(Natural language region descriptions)
━━━━━━━━━━━━━━━━━━━━━━━━━━━━━━

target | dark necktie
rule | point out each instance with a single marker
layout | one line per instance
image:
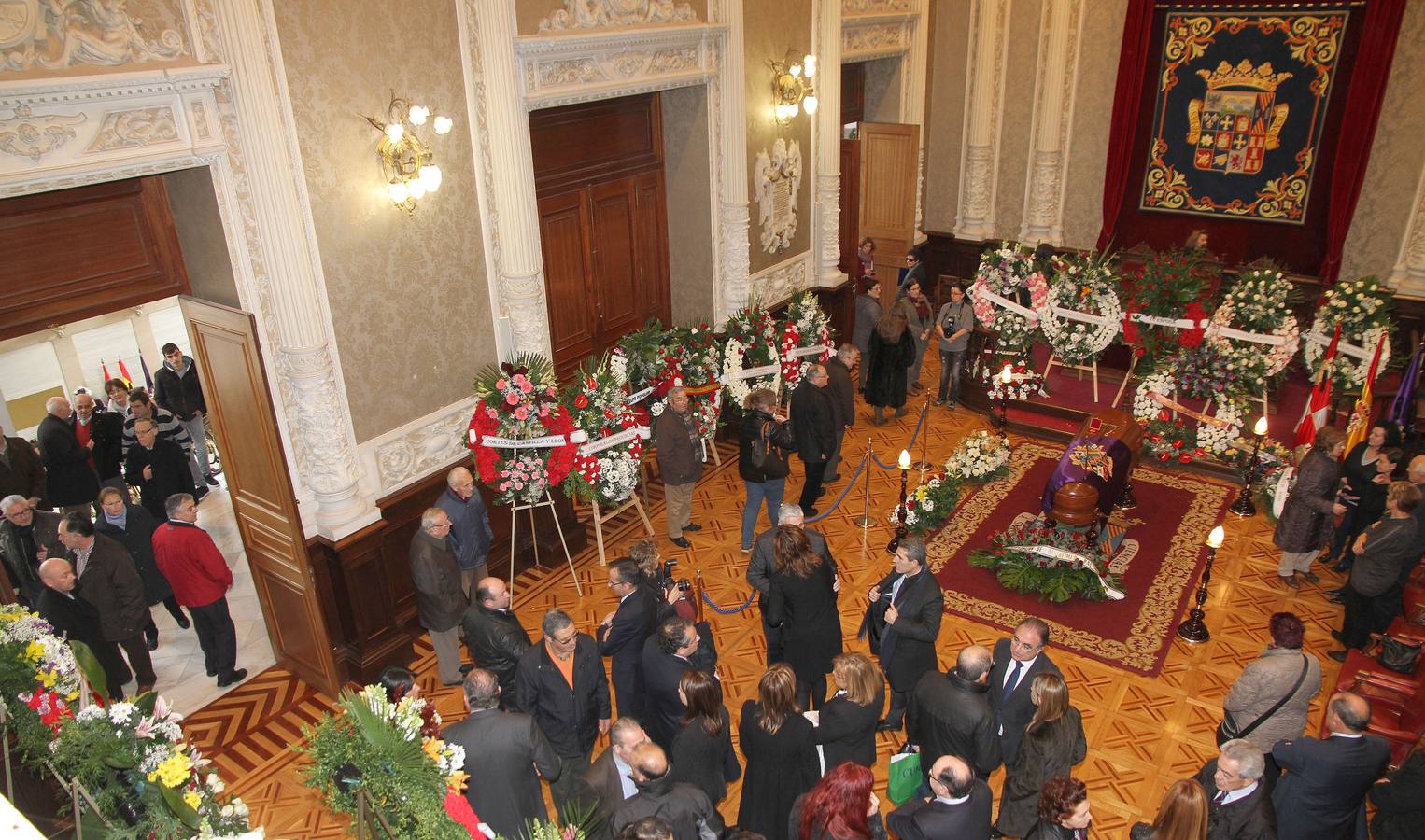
(1010, 682)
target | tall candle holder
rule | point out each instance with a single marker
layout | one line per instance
(1244, 506)
(1194, 630)
(904, 462)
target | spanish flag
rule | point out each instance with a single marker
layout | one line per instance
(1360, 425)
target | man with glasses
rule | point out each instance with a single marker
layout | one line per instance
(1018, 661)
(904, 620)
(562, 683)
(439, 601)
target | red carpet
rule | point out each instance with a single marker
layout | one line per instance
(1175, 514)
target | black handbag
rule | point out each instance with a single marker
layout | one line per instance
(1398, 655)
(1227, 729)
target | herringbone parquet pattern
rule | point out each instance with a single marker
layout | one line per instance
(1142, 732)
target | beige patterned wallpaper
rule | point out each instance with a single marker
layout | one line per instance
(1397, 157)
(769, 29)
(529, 13)
(945, 113)
(408, 295)
(1089, 135)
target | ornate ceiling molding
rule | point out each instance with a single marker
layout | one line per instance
(558, 70)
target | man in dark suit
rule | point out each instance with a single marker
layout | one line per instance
(760, 569)
(69, 477)
(78, 621)
(501, 752)
(1016, 663)
(1321, 793)
(110, 582)
(950, 714)
(664, 660)
(609, 780)
(814, 422)
(959, 806)
(623, 633)
(904, 620)
(495, 636)
(842, 401)
(562, 683)
(1238, 804)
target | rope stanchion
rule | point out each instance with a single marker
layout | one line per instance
(844, 492)
(726, 611)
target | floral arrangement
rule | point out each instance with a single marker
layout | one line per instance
(1081, 569)
(378, 747)
(517, 400)
(600, 409)
(980, 457)
(1259, 302)
(929, 504)
(805, 327)
(1167, 285)
(1004, 271)
(1081, 284)
(1362, 311)
(1023, 381)
(751, 342)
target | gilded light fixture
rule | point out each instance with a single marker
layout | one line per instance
(793, 89)
(406, 162)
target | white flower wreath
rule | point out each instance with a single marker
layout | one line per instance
(737, 389)
(1078, 341)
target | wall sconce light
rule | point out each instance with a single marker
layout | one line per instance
(406, 162)
(793, 89)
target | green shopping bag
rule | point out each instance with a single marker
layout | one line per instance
(905, 777)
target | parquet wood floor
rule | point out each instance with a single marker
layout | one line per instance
(1143, 734)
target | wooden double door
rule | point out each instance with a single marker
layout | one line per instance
(606, 263)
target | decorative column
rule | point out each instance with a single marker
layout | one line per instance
(983, 111)
(506, 165)
(733, 210)
(915, 67)
(826, 129)
(1408, 276)
(1053, 117)
(291, 292)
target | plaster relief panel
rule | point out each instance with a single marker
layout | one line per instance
(775, 187)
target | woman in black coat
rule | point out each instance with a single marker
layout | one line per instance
(782, 755)
(701, 750)
(1053, 744)
(889, 354)
(766, 480)
(847, 723)
(133, 527)
(804, 604)
(1305, 517)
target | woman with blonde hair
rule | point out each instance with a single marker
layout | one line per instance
(804, 604)
(1181, 815)
(780, 752)
(847, 723)
(1053, 744)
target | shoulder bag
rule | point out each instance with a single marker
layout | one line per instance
(1227, 729)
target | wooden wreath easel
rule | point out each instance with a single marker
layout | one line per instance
(553, 514)
(603, 517)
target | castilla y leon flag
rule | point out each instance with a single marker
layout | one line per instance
(1360, 425)
(1316, 414)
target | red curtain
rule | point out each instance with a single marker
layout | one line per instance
(1133, 62)
(1362, 111)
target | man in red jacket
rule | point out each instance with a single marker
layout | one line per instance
(201, 580)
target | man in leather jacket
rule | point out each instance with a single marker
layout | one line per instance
(493, 634)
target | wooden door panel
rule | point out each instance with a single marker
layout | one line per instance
(244, 420)
(615, 265)
(563, 221)
(652, 230)
(888, 181)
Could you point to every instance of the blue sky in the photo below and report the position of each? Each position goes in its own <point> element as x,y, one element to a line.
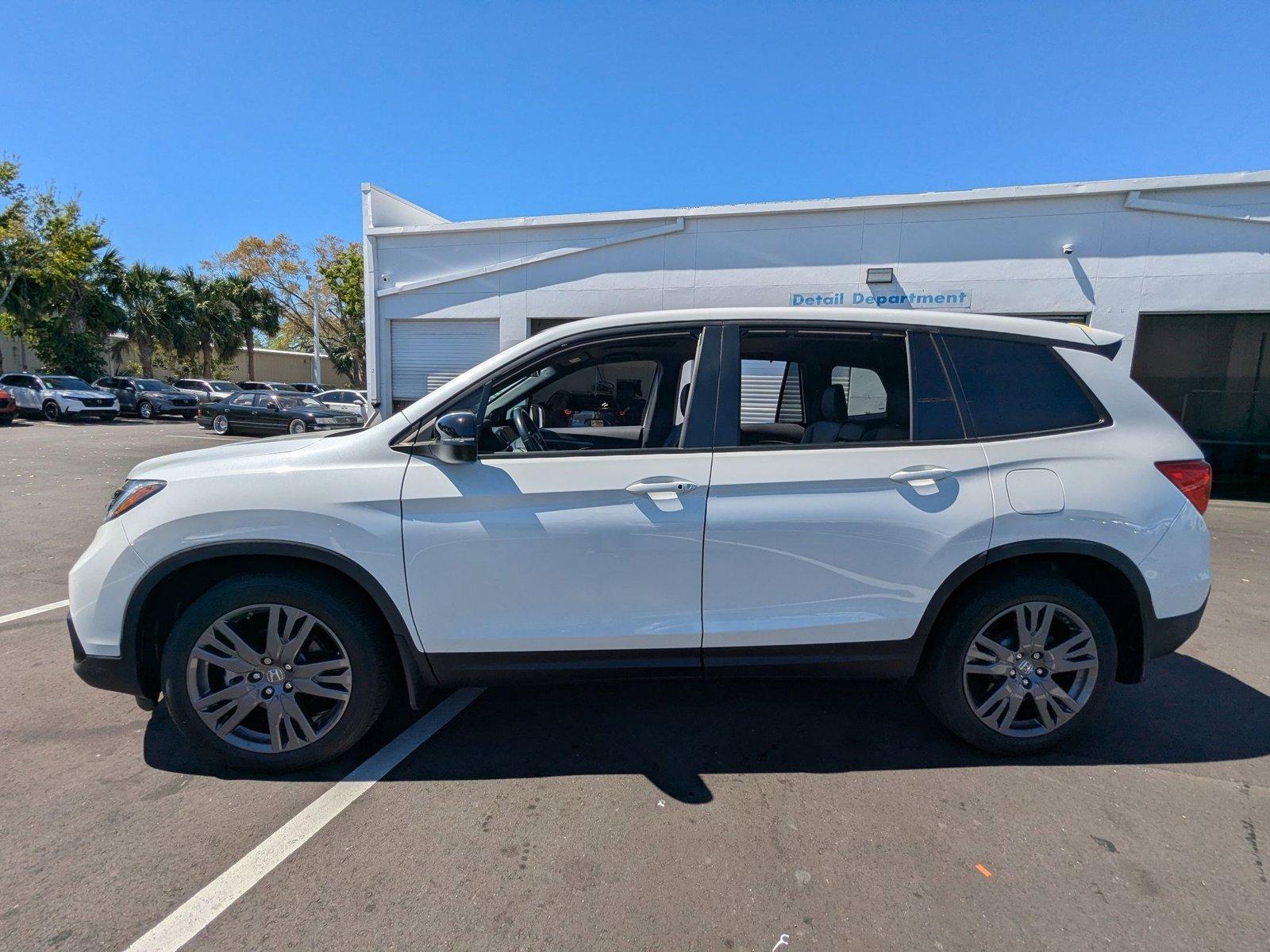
<point>190,125</point>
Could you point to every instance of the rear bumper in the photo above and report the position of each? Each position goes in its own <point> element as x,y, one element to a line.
<point>106,673</point>
<point>1162,636</point>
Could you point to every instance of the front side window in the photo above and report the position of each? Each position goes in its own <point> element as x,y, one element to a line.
<point>1018,387</point>
<point>822,387</point>
<point>613,395</point>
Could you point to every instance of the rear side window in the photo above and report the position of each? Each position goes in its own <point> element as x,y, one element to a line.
<point>1014,387</point>
<point>935,410</point>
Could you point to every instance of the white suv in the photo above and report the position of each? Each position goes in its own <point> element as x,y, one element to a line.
<point>988,505</point>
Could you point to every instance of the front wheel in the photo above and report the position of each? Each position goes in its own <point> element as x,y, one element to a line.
<point>1022,666</point>
<point>275,672</point>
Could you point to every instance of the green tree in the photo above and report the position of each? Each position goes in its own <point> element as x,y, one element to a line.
<point>343,317</point>
<point>258,313</point>
<point>152,313</point>
<point>209,317</point>
<point>59,277</point>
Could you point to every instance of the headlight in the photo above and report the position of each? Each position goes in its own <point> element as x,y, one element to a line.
<point>133,494</point>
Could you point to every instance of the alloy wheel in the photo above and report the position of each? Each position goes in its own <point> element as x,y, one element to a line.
<point>1030,670</point>
<point>270,678</point>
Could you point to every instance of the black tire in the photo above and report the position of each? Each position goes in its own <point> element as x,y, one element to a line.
<point>940,676</point>
<point>357,628</point>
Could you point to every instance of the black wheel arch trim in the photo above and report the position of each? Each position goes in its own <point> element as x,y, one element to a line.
<point>414,663</point>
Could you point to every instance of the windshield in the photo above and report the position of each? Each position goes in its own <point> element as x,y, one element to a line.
<point>65,384</point>
<point>287,401</point>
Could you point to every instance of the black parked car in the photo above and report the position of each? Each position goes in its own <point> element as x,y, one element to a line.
<point>270,413</point>
<point>148,397</point>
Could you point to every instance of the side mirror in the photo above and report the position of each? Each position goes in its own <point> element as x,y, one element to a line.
<point>456,438</point>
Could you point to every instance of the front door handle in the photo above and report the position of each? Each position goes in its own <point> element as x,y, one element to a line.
<point>662,488</point>
<point>921,475</point>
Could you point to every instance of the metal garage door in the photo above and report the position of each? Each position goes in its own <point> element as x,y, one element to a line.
<point>429,353</point>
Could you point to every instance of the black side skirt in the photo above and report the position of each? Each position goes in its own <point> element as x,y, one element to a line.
<point>878,659</point>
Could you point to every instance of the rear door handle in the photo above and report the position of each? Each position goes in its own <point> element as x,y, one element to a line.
<point>662,488</point>
<point>921,475</point>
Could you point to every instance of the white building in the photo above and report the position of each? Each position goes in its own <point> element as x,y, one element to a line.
<point>1180,266</point>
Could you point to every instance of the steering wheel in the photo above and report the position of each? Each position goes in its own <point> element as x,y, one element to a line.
<point>529,432</point>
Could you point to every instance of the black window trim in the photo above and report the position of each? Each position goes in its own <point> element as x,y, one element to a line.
<point>730,359</point>
<point>706,363</point>
<point>964,406</point>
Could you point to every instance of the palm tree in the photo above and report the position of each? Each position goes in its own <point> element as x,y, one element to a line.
<point>150,309</point>
<point>210,317</point>
<point>258,310</point>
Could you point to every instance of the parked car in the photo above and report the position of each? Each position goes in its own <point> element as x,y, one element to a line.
<point>988,505</point>
<point>59,397</point>
<point>267,385</point>
<point>352,401</point>
<point>148,397</point>
<point>206,391</point>
<point>271,413</point>
<point>8,408</point>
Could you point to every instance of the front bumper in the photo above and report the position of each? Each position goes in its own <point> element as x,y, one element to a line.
<point>106,673</point>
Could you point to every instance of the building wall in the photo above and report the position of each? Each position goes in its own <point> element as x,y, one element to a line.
<point>1003,255</point>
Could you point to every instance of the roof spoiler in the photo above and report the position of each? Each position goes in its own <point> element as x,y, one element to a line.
<point>1105,342</point>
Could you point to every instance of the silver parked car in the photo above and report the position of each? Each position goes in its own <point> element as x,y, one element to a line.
<point>57,397</point>
<point>348,400</point>
<point>206,391</point>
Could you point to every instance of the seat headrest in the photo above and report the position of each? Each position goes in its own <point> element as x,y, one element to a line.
<point>833,404</point>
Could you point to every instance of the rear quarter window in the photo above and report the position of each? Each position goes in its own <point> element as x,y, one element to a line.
<point>1016,387</point>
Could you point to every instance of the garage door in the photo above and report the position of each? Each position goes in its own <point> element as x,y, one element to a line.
<point>429,353</point>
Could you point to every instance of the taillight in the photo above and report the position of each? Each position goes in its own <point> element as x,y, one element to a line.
<point>1193,478</point>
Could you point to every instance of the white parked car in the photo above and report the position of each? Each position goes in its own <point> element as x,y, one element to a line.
<point>59,397</point>
<point>988,505</point>
<point>347,400</point>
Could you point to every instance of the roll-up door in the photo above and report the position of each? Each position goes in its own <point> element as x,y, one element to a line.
<point>427,355</point>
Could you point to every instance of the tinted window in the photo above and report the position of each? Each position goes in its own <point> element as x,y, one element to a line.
<point>1014,387</point>
<point>935,412</point>
<point>810,387</point>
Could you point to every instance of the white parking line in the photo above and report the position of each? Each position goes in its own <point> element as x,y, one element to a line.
<point>198,912</point>
<point>29,612</point>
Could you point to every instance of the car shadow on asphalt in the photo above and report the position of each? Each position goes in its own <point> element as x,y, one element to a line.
<point>675,733</point>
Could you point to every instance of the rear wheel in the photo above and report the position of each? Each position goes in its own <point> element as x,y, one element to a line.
<point>1022,666</point>
<point>275,673</point>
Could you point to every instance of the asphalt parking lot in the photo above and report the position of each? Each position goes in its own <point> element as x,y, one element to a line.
<point>652,816</point>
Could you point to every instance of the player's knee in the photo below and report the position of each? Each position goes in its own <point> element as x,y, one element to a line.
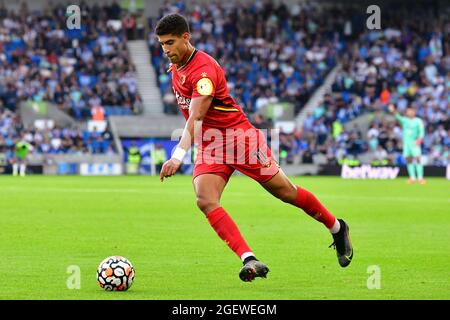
<point>206,205</point>
<point>287,195</point>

━━━━━━━━━━━━━━━━━━━━━━━━━━━━━━

- [Your assignment] Where the line containing "Could you point to every instance of the car" appears, begin writing out the lines word for word, and continue through the last line of the data, leaving out pictures.

- [Finished exercise]
Could you point to every instance of the car shadow on asphalt in the photo above and report the position of each? Each position goes in its own <point> element as x,y, one element to a line.
<point>675,733</point>
Could you point to every instance of the rear wheel in the photo above and report the position of each? Each position goes in its own <point> element as x,y, one element to a line.
<point>1022,666</point>
<point>275,673</point>
Could you point to every instance of the asphalt parking lot in the photo above and report the position of each? Each position goes in its own <point> element as x,y, one element to a line.
<point>652,816</point>
Could you point to every instance of the player's knee in the photo below and report the position of each? Each position goes in its own <point> element as x,y, one element to a line.
<point>206,205</point>
<point>287,195</point>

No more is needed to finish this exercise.